Copy every entry word for word, but skip the pictures.

Exercise materials:

━━━

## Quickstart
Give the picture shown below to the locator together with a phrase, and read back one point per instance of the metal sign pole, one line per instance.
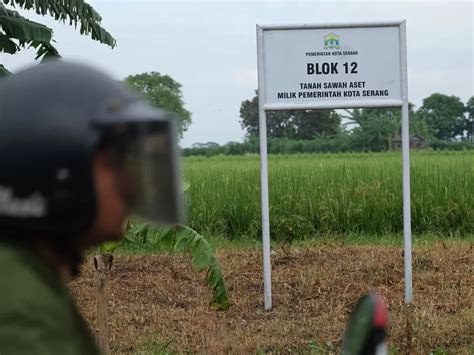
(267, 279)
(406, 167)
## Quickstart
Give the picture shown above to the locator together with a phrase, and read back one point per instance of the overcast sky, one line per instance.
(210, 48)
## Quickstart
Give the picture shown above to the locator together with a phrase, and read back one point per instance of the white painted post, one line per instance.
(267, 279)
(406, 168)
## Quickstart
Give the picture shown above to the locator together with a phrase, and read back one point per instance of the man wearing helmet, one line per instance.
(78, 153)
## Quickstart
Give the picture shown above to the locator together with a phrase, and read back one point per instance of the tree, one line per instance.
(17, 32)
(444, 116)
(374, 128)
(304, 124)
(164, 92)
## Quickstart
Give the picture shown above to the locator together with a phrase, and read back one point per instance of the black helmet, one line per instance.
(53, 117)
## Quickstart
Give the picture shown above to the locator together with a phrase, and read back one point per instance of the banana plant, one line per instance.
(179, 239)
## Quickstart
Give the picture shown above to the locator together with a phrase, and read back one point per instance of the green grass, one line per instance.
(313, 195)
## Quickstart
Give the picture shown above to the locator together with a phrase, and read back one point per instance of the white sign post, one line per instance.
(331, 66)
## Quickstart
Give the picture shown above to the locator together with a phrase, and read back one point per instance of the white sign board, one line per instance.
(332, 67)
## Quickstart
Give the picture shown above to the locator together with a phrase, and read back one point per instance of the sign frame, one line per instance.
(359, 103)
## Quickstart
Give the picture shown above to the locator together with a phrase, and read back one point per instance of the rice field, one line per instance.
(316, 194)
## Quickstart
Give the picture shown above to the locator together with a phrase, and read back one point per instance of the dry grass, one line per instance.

━━━

Final answer:
## Quickstart
Give the picture shown below to the locator together with a phrase, and read back one point per instance of the metal sign pole, one line per instance.
(267, 279)
(406, 167)
## Quickstart
Give the picture shown above to the locator together with a phrase, and read back one point per instance of the overcast sky, one line per instance.
(210, 48)
## Quickstart
Give the picture shown above to the locator together with a phrase, and read back one point per instance of the white painted post, one line per instance.
(267, 279)
(406, 168)
## Quickstart
Give the picture shown above to the locator together with a phrase, and read back one point per instance of the man wearing helmet, one line per instance.
(78, 153)
## Quickstart
Give the picture shown above to the locator together with a phrase, and read back one point per instance of the tree, one line per instance.
(17, 32)
(444, 116)
(374, 128)
(304, 124)
(164, 92)
## Quickstart
Give the picture shown above to the locator together with a phrase, and read back one point per instance of the black helmet, one line per instance.
(53, 117)
## Quickstart
Give the picture shown above to the locator together with a phrase, and read back one point per instance of the banana plant, one line per instance.
(179, 239)
## Quickstart
Give the picture shown above to the locator together with a phrase, and read back one point per instance of the green grass, one line per instance.
(313, 195)
## Quickstart
Give the picture shown above to the locator together with a phrase, and read back one point per instance of the white sign post, one line per instance.
(331, 66)
## Quickstart
Give the picture shown above to the locator together with a phrase, and read back one point per instance of the white sign board, one line per instance.
(332, 67)
## Quickstart
Give the picture shown above to the locator together with a phrase, and read back one point per instance of the sign frame, one line per instance.
(359, 103)
## Quickstart
Give the picture shown above to the locator together with a phrase, and read back one point per instance of the rice field, one line per instance.
(316, 194)
## Quickstart
Give the picture shown above to the locator together with a phrase, and read back one point per instance of the dry grass, one line per instance.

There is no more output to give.